━━━━━ Source document ━━━━━

13. Challenges and Risks:
Although synthetic data is poised to solve data privacy and data quality challenges, it comes with its own set of limitations. The key challenges in synthetic data can be divided into four categories explained below:
a. Data Preparation:
This process essentially deals with whether a user can take real data and pre-process it in a way that is fit for input to a synthetic data generation algorithm. This can include steps like automatic detection of data types in a column (Categorical, Numerical, Date, Time, etc.), checking for missing values, inaccuracies, duplicates, and skewness in a dataset, dealing with categorical values, etc. Generally, this process can include the following types of analysis:
- Data type inference
- Data profiling
- Univariate analysis
- Multivariate analysis
- Time-Series analysis
- Text analysis
- File and Image analysis
- Comparing datasets
A key challenge here is how to deal with outliers such that when you have a dataset with a few samples about a certain population, what can be done to avoid the synthetic data generation model from overfitting? The risk here is if a model overfits, it can memorize data instead of learning it and that leads to privacy leakage. Another challenge is how to handle data at scale: how to process a dataset in a distributed way, whether to use binary formats (Parquet, HDF5) or non-binary formats (CSV, Excel), should the entire dataset be loaded into memory first or can it be processed as it is read in a streaming fashion. The risk here is subject to business requirements as it may be difficult to generate synthetic data at scale if data cannot be prepared for the synthetic data generation algorithm.

━━━━━ Provided material ━━━━━

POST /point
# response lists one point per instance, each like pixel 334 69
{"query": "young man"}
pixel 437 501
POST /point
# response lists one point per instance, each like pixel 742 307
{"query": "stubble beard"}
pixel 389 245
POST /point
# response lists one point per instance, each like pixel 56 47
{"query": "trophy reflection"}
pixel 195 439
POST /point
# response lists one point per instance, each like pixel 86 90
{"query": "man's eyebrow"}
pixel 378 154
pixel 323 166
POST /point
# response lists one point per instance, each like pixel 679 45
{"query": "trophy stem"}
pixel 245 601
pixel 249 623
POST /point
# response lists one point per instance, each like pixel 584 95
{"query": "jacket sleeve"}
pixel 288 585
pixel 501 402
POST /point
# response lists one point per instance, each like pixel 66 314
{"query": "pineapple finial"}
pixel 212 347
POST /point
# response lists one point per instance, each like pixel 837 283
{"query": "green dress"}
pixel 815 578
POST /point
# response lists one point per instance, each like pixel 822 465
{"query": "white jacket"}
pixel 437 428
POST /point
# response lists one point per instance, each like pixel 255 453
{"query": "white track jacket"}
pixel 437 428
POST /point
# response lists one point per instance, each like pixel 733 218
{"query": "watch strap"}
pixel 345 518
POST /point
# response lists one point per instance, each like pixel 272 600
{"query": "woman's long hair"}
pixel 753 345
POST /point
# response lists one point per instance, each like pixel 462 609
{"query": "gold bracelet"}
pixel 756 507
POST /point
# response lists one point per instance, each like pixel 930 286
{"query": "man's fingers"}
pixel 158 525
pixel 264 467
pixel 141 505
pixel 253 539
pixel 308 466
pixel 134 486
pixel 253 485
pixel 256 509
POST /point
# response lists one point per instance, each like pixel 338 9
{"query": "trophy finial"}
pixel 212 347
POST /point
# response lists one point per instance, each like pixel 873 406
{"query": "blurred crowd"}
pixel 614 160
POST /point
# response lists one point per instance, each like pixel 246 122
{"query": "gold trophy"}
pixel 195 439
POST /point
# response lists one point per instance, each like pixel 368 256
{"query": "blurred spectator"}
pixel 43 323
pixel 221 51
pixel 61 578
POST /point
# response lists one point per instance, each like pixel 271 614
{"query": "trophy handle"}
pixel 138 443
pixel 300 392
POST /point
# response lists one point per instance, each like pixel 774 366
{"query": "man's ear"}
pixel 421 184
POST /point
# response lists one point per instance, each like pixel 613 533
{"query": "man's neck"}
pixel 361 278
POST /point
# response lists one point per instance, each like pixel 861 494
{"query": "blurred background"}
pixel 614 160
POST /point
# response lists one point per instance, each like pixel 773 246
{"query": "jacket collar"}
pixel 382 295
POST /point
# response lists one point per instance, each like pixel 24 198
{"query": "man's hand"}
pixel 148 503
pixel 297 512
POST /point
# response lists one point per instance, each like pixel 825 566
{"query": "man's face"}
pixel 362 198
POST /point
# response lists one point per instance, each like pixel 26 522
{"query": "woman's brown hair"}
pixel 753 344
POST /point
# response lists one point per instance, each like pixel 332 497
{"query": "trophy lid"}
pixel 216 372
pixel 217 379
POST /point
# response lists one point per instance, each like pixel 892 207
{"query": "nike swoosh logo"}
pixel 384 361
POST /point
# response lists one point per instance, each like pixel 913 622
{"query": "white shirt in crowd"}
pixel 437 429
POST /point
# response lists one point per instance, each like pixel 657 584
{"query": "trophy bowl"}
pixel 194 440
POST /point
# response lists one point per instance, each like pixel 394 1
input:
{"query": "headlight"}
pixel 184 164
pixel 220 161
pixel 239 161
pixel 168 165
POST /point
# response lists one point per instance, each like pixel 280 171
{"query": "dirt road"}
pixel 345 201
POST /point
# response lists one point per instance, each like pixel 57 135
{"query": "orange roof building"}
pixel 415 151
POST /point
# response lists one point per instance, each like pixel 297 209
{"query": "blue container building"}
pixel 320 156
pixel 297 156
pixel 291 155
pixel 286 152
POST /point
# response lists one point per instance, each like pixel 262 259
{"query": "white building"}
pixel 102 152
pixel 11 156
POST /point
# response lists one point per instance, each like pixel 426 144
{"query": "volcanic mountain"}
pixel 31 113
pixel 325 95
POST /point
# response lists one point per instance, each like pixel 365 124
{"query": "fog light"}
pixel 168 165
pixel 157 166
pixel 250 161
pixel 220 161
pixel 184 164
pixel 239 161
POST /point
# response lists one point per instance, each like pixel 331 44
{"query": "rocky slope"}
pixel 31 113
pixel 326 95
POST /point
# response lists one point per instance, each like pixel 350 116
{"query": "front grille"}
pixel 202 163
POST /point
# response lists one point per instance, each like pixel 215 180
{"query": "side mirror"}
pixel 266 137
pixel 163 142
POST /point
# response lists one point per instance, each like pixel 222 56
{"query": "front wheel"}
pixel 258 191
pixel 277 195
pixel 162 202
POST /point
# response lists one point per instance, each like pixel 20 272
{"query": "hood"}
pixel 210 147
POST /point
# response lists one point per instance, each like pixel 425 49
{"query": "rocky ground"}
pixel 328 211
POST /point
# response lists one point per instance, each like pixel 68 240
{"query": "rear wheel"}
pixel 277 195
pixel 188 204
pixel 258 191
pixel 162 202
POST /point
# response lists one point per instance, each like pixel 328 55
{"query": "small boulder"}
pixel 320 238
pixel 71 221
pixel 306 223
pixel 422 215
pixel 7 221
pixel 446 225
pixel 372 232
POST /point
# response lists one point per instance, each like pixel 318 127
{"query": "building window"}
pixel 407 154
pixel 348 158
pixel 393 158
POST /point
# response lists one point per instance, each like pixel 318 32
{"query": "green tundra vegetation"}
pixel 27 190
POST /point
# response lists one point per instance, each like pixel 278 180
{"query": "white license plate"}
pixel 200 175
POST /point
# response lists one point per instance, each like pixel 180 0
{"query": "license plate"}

━━━━━

> **Exercise prompt**: Reproduce the full passage on synthetic data challenges and risks word for word. The material comes from a separate source unrelated to the passage on synthetic data challenges.

> **Task result**:
13. Challenges and Risks:
Although synthetic data is poised to solve data privacy and data quality challenges, it comes with its own set of limitations. The key challenges in synthetic data can be divided into four categories explained below:
a. Data Preparation:
This process essentially deals with whether a user can take real data and pre-process it in a way that is fit for input to a synthetic data generation algorithm. This can include steps like automatic detection of data types in a column (Categorical, Numerical, Date, Time, etc.), checking for missing values, inaccuracies, duplicates, and skewness in a dataset, dealing with categorical values, etc. Generally, this process can include the following types of analysis:
- Data type inference
- Data profiling
- Univariate analysis
- Multivariate analysis
- Time-Series analysis
- Text analysis
- File and Image analysis
- Comparing datasets
A key challenge here is how to deal with outliers such that when you have a dataset with a few samples about a certain population, what can be done to avoid the synthetic data generation model from overfitting? The risk here is if a model overfits, it can memorize data instead of learning it and that leads to privacy leakage. Another challenge is how to handle data at scale: how to process a dataset in a distributed way, whether to use binary formats (Parquet, HDF5) or non-binary formats (CSV, Excel), should the entire dataset be loaded into memory first or can it be processed as it is read in a streaming fashion. The risk here is subject to business requirements as it may be difficult to generate synthetic data at scale if data cannot be prepared for the synthetic data generation algorithm.